Problem details: What you return should be the exact lines from the one with "Each instance receives one point. Mark the woman" to the end of the records below, both included, and no pictures.

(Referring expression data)
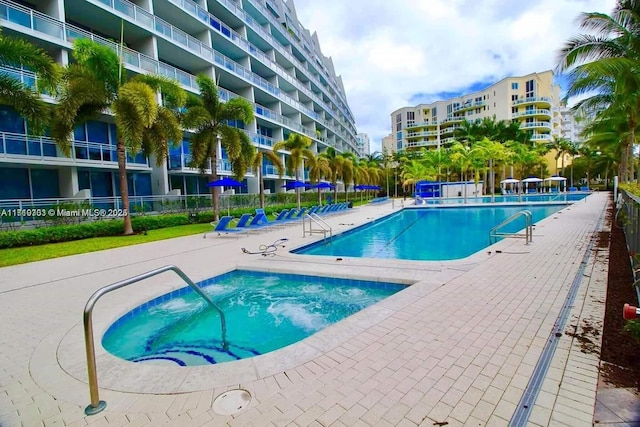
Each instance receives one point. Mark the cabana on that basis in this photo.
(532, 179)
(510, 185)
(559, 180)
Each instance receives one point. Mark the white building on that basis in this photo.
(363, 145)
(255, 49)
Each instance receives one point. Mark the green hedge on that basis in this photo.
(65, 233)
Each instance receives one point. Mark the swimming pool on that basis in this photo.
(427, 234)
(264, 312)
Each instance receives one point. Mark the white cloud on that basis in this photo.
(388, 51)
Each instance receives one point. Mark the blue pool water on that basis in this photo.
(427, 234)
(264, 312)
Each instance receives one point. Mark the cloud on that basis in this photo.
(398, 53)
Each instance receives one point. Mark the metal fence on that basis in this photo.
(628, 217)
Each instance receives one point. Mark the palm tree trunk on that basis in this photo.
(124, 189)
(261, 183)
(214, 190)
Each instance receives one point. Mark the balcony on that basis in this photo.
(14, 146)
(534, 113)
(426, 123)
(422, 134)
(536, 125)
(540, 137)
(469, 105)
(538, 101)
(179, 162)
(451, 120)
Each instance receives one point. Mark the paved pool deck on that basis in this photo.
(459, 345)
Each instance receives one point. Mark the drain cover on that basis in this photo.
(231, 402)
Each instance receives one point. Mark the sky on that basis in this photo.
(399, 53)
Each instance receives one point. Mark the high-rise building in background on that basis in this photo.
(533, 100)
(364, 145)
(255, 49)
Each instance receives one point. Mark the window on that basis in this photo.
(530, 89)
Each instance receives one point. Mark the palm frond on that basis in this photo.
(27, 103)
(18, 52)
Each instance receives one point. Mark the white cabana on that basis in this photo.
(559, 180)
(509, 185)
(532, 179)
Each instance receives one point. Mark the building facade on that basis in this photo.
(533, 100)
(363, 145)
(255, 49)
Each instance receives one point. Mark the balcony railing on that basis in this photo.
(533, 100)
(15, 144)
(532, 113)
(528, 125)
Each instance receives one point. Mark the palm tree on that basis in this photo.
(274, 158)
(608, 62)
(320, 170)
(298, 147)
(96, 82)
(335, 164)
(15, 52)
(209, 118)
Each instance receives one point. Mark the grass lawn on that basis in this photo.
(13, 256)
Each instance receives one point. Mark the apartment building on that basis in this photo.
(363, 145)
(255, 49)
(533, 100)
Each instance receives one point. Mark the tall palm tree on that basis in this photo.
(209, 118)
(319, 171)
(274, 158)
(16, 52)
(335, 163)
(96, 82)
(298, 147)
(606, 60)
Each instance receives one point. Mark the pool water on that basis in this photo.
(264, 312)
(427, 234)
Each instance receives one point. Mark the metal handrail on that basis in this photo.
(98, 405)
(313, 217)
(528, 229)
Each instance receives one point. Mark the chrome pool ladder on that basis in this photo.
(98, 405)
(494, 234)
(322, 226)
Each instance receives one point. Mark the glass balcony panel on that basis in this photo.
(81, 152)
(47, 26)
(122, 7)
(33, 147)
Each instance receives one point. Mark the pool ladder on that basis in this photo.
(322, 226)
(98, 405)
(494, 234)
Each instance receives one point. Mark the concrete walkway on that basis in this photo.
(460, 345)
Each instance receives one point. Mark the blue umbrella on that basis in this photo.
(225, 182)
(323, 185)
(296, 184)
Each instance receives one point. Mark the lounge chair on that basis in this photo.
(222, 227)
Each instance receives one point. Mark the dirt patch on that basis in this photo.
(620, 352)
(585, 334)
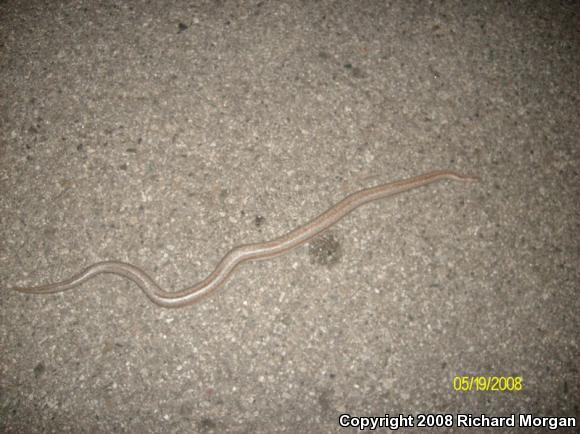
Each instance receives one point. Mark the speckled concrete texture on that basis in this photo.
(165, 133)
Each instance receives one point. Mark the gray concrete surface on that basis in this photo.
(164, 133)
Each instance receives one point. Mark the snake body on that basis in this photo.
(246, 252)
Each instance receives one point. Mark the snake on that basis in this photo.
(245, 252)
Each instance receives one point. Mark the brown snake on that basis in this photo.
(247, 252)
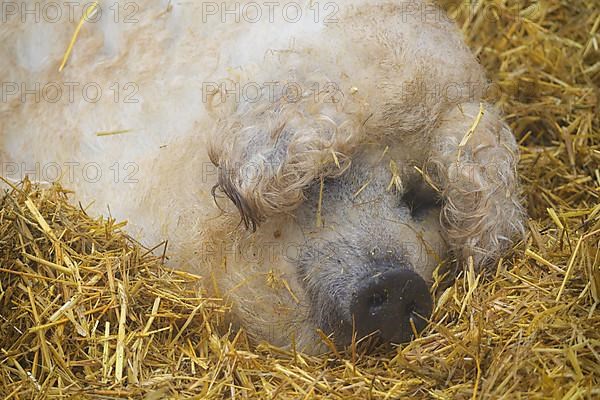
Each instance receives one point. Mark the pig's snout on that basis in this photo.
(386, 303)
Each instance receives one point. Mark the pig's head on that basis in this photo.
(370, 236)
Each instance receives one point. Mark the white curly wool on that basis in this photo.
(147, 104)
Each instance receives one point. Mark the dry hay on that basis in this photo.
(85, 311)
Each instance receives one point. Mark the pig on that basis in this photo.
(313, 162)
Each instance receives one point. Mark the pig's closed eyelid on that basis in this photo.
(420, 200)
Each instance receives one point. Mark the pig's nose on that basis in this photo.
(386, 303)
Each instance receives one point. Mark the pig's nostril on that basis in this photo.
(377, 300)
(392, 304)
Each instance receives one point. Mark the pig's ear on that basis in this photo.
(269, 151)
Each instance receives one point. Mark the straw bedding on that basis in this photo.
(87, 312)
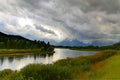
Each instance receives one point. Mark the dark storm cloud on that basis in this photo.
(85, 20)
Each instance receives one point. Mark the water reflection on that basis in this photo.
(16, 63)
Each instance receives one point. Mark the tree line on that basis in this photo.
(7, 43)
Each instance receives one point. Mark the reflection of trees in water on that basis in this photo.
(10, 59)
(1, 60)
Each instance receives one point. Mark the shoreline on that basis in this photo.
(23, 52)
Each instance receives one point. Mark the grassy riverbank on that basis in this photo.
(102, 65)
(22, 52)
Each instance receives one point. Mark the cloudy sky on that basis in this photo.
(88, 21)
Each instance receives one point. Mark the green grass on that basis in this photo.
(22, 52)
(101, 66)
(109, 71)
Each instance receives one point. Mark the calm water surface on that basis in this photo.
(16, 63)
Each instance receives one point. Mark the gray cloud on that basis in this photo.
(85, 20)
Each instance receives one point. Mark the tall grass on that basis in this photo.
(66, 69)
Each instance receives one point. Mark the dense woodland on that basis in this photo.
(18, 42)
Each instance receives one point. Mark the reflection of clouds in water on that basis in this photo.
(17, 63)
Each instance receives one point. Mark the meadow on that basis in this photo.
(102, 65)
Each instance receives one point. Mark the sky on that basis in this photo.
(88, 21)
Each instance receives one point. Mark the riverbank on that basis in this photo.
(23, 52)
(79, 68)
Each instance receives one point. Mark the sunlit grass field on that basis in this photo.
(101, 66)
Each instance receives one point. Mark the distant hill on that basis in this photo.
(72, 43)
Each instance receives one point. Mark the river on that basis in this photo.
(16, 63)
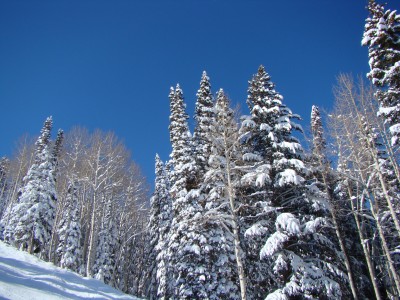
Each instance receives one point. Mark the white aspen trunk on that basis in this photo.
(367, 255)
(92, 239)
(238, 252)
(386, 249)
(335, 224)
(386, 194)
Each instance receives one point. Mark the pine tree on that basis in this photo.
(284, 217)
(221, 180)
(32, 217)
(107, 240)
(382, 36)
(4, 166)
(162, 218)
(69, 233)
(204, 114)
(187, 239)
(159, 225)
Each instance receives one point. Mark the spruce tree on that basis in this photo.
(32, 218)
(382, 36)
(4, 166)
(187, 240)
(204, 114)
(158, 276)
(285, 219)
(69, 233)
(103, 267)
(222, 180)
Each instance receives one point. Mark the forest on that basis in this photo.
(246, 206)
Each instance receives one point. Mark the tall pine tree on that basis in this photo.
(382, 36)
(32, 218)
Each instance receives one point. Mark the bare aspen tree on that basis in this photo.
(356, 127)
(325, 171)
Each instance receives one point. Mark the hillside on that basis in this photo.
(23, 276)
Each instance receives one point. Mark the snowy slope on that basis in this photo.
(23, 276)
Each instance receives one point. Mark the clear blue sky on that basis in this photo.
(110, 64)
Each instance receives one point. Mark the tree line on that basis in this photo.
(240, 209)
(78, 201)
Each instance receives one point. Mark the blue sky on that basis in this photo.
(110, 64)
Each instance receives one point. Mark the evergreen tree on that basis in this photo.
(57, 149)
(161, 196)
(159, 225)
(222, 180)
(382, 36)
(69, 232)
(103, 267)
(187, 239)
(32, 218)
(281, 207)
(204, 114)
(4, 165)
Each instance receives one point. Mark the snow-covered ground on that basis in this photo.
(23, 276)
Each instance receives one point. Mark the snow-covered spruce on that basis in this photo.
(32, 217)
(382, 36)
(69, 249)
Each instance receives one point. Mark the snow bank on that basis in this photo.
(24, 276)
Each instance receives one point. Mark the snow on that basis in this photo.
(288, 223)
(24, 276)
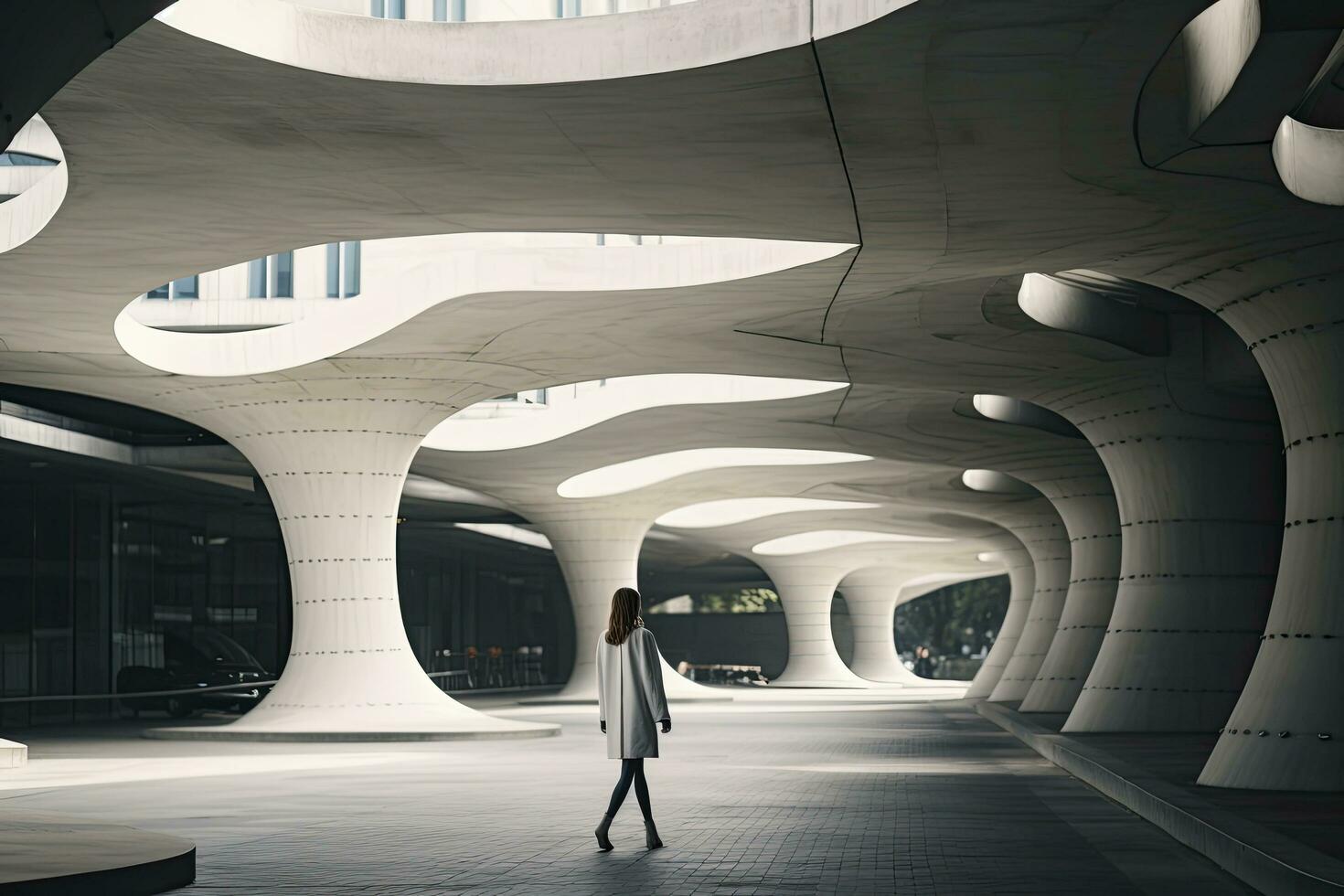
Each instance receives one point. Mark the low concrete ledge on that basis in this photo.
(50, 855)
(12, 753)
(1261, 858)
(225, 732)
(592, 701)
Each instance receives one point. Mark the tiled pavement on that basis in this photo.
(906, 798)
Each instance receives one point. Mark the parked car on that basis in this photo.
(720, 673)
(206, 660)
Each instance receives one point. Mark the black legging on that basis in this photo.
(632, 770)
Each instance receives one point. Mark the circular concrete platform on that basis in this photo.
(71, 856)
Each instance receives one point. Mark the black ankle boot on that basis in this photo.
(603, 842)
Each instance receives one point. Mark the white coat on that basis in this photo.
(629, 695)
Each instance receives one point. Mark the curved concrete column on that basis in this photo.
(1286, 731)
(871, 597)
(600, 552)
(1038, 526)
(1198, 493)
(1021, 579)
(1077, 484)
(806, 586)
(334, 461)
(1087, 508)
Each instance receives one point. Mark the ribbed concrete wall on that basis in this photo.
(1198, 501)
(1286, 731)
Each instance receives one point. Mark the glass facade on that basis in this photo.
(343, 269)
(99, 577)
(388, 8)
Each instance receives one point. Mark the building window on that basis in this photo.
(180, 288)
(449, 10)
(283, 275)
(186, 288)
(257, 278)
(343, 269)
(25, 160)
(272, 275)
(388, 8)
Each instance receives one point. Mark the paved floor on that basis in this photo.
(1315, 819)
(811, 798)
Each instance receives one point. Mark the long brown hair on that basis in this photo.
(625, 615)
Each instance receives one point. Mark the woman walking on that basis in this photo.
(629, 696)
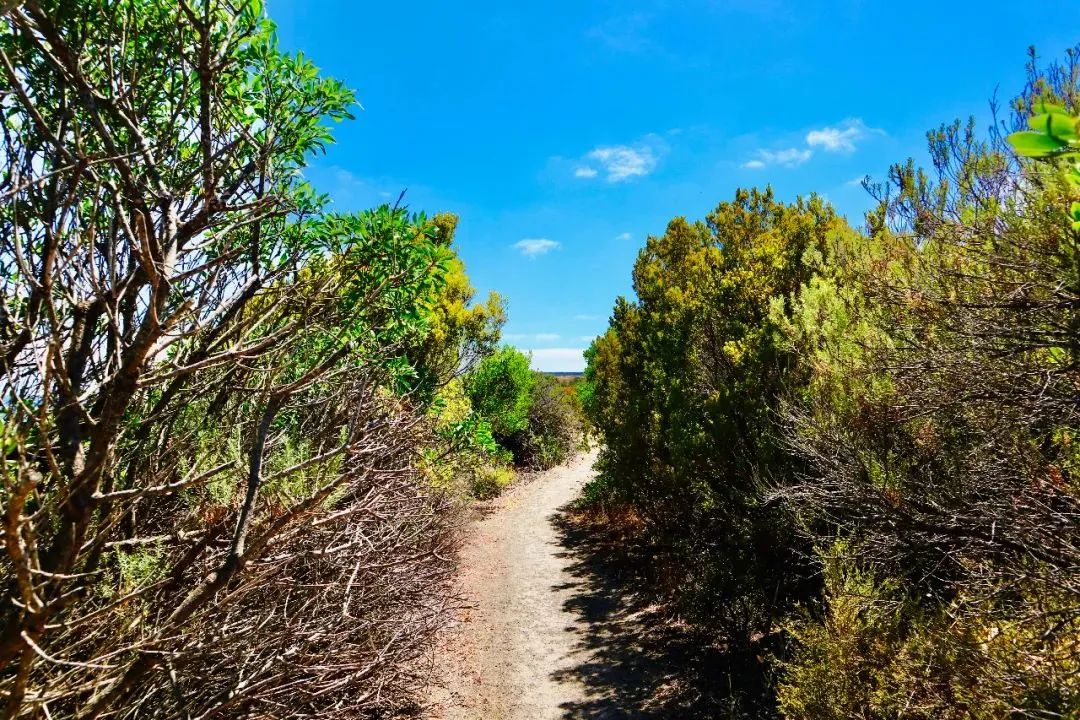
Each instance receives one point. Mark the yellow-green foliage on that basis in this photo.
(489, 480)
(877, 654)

Your solution:
Each instance receives one point. Mark the woman walking on that basis in this photo.
(629, 696)
Each instance receives one point. Mark the yellow-green foliage on that basis in this photo.
(489, 480)
(877, 654)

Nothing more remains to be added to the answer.